--- AIM OF THE EXERCISE ---
Keeping every character intact, repeat the whole listing.

━━━━

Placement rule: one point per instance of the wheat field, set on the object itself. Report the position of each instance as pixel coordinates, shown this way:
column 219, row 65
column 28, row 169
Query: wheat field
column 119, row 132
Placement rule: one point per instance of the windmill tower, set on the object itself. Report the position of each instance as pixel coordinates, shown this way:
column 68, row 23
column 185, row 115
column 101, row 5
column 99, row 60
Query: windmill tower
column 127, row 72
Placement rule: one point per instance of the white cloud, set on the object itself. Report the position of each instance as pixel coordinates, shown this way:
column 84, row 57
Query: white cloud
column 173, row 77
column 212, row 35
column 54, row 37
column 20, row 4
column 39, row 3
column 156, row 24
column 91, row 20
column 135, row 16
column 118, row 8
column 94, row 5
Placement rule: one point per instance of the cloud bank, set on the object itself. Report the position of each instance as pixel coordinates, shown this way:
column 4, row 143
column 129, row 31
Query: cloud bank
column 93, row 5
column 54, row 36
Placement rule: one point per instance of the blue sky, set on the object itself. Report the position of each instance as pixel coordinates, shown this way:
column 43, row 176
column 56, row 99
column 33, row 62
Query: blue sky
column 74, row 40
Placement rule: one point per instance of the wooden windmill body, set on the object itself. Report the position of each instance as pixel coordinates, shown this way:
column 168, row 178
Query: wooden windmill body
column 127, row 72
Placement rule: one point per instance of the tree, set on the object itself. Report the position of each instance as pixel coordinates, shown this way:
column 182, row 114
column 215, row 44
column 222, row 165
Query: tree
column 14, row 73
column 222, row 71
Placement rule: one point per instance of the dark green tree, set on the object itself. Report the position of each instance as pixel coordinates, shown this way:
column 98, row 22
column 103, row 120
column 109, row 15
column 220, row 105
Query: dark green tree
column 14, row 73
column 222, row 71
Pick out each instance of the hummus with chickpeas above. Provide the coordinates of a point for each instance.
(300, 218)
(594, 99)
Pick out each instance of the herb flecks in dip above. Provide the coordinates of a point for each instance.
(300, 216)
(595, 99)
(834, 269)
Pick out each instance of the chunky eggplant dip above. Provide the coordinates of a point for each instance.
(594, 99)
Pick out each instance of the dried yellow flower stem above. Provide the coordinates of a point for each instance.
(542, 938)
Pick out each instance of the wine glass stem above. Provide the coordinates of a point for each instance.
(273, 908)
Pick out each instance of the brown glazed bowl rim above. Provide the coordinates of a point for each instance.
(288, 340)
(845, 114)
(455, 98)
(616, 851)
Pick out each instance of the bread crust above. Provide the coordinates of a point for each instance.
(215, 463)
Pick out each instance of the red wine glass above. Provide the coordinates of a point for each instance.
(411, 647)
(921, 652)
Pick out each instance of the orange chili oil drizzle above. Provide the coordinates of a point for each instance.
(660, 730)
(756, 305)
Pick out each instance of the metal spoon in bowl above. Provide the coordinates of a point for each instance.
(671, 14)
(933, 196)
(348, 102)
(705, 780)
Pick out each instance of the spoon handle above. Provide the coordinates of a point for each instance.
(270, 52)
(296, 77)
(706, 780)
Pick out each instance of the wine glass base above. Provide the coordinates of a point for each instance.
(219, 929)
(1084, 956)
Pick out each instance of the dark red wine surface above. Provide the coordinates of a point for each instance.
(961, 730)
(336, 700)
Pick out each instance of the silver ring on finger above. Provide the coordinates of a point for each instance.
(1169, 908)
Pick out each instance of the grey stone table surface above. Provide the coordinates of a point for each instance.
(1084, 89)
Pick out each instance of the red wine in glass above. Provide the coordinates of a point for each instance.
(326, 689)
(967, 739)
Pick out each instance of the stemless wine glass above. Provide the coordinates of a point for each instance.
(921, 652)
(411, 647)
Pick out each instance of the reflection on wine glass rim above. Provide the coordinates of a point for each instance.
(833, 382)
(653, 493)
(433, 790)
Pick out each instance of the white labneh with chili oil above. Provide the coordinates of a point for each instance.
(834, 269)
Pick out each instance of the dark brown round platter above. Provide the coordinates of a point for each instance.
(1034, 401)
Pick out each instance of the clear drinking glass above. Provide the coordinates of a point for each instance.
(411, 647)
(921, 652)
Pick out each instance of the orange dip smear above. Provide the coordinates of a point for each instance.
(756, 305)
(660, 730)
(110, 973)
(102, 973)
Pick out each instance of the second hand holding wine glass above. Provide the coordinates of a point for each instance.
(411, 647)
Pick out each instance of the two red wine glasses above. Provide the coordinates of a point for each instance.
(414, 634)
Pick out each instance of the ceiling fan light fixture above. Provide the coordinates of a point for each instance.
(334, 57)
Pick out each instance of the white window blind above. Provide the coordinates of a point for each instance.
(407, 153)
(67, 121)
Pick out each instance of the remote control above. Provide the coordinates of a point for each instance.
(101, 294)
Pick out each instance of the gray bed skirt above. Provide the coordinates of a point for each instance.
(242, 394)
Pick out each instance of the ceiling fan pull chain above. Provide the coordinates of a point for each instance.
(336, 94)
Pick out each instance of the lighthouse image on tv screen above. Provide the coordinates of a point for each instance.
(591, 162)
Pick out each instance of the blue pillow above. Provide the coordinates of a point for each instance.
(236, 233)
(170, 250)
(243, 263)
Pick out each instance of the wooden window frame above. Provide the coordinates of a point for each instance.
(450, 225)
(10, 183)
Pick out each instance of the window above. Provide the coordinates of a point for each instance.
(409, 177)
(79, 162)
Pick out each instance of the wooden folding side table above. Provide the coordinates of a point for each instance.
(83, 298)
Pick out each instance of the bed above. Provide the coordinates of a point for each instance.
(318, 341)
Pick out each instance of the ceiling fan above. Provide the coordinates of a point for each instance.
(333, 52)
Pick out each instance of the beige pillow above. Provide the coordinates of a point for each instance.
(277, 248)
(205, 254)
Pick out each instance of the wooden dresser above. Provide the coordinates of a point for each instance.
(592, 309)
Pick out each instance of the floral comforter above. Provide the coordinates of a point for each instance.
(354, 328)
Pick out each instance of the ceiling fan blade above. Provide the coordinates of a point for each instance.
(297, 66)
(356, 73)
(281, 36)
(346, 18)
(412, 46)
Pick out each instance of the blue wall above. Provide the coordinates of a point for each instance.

━━━━

--- EXPECTED ANSWER ---
Placement rule: one point per instance of the wheat field, set on the object itself. Report the position of each instance as pixel coordinates, shown this way:
column 219, row 65
column 28, row 169
Query: wheat field
column 119, row 132
Placement rule: one point per instance of the windmill tower, set on the object itself. Report the position of each instance as pixel coordinates, shown this way:
column 68, row 23
column 185, row 115
column 101, row 5
column 99, row 60
Query: windmill tower
column 127, row 72
Placement rule: one point per instance of the white cloud, set on the object itself. Report the position of each instance as pixel coordinates, shown this way:
column 84, row 57
Query: white cloud
column 173, row 77
column 212, row 35
column 54, row 37
column 20, row 4
column 39, row 3
column 156, row 24
column 91, row 20
column 135, row 16
column 118, row 8
column 94, row 5
Placement rule: one point per instance of the cloud bank, set on the object itself. Report the position of each instance as pixel coordinates, shown this way:
column 4, row 143
column 129, row 31
Query: cloud bank
column 93, row 5
column 54, row 36
Placement rule: one point per instance of the blue sky, set on the object itself. Report the position of each instance as pixel coordinates, shown this way:
column 43, row 176
column 56, row 99
column 33, row 62
Query: blue sky
column 74, row 40
Placement rule: one point per instance of the wooden windmill body, set on the object itself. Report the position of each instance as pixel coordinates, shown this way:
column 168, row 178
Query: wooden windmill body
column 127, row 72
Placement rule: one point per instance of the tree, set on the object itself. Report the position of each instance as pixel coordinates, shown this way:
column 182, row 114
column 215, row 44
column 222, row 165
Query: tree
column 14, row 73
column 222, row 71
Placement rule: one point per instance of the dark green tree, set on the object itself. Report the position of each instance as pixel coordinates, shown this way:
column 98, row 22
column 103, row 120
column 109, row 15
column 220, row 105
Query: dark green tree
column 14, row 73
column 222, row 71
Pick out each instance of the hummus with chickpeas above. Provide the coordinates of a point for each instance.
(300, 218)
(594, 99)
Pick out each instance of the herb flecks in dip above. Provide the coordinates of a point for each instance.
(300, 216)
(595, 99)
(834, 269)
Pick out each instance of the chunky eggplant dip above. Provide the coordinates of a point for each instance.
(594, 99)
Pick out each instance of the dried yellow flower stem above. Provide the coordinates of a point for each instance.
(542, 938)
Pick out each instance of the wine glass stem above. Provide the coordinates of a point for each instance.
(273, 908)
Pick out each instance of the brown glazed bowl rim above. Provide the coordinates of a point for each instance.
(288, 340)
(845, 114)
(455, 98)
(616, 851)
Pick out each instance of the bread crust above. Provide the coordinates of a point for each instance.
(215, 463)
Pick out each instance of the red wine glass above. Provide the coordinates of a point for each instance.
(411, 647)
(921, 652)
Pick out each instance of the orange chili oil drizzle above. Provide the coordinates of a point for each instance.
(660, 730)
(756, 305)
Pick out each instance of the metal spoon in bowl above. Provide the coordinates of a point for each instance.
(671, 14)
(933, 196)
(348, 102)
(705, 780)
Pick out each instance of the spoon handle above. Provide the coordinates of a point for each instance.
(270, 52)
(296, 77)
(706, 780)
Pick out each instance of the wine glass base above. Provide the coordinates of a point for each instance.
(219, 929)
(1084, 956)
Pick out each instance of the dark red wine surface above. Provide the coordinates of a point for each instance.
(961, 730)
(336, 700)
Pick out each instance of the silver ring on finger above. Provide the coordinates of a point for each instance.
(1169, 908)
Pick out each instance of the grey stone table surface above. Provide the coordinates of a point for each instance.
(1084, 89)
Pick out each instance of the red wine in glass above. Provide the coordinates of a point for each instance.
(326, 689)
(967, 739)
Pick out each instance of the stemless wine glass above. Provide the coordinates of a point for each instance.
(921, 652)
(411, 647)
Pick out each instance of the reflection on wine glass rim above. Provide the coordinates of a point for each instance.
(833, 382)
(653, 493)
(433, 790)
Pick out each instance of the white labneh with chili oil above. Provide the coordinates of a point for each instance.
(834, 269)
Pick out each instance of the dark brown round platter above. Provide the coordinates of a point for each instance.
(1034, 401)
Pick out each instance of the clear drinking glass above. Provide the coordinates of a point for each instance.
(411, 647)
(921, 652)
Pick out each instance of the orange dip smear above. Provide the coordinates of a point for each instance.
(756, 305)
(660, 730)
(110, 973)
(102, 973)
Pick out each instance of the second hand holding wine glass above. Provide the coordinates of a point for each instance.
(411, 647)
Pick out each instance of the two red wine glasses above. Provide the coordinates of a point for each instance.
(414, 634)
Pick out each instance of the ceiling fan light fixture above. Provide the coordinates of a point for each instance.
(334, 57)
Pick out each instance of the white window blind above. Provide the coordinates of a point for each instance.
(407, 153)
(67, 121)
Pick out each instance of the remote control above. Provide the coordinates of a point for each instance.
(101, 294)
Pick out each instance of the gray bed skirt above. Provide the coordinates of a point for each instance.
(242, 394)
Pick out each instance of the ceiling fan pull chain above. Provide the coordinates of a point for each instance.
(336, 94)
Pick out each instance of the lighthouse image on tv screen above. Provide the coordinates of a point for each instance.
(591, 162)
Pick out each instance of the blue pillow above. Provide the coordinates of a point for each instance.
(236, 233)
(170, 250)
(243, 263)
Pick out each instance of the wooden window frame above. Provide the coordinates of a point for each instance.
(450, 225)
(10, 183)
Pick out each instance of the window above. Provide the coordinates of a point for each instance.
(409, 177)
(79, 162)
Pick out each instance of the wooden folding side table above. Provide the coordinates of a point for each instance.
(83, 298)
Pick out each instance of the bed above. Provide the coordinates of a point for each instance.
(318, 341)
Pick out each instance of the ceiling fan above. Provide the coordinates of a point for each instance.
(333, 52)
Pick out each instance of the beige pillow above. Provide the coordinates of a point for each instance.
(277, 248)
(205, 254)
Pick out each instance of the wooden dresser above. Provide the coordinates of a point for each instance.
(592, 309)
Pick out each instance of the floral comforter above. Provide the coordinates of a point for each instance.
(354, 328)
Pick out each instance of the ceiling fan blade above. Provide the coordinates of a point for each instance.
(297, 66)
(356, 73)
(281, 36)
(346, 18)
(412, 46)
Pick out each instance of the blue wall above. Provide the coordinates of a point for each instance.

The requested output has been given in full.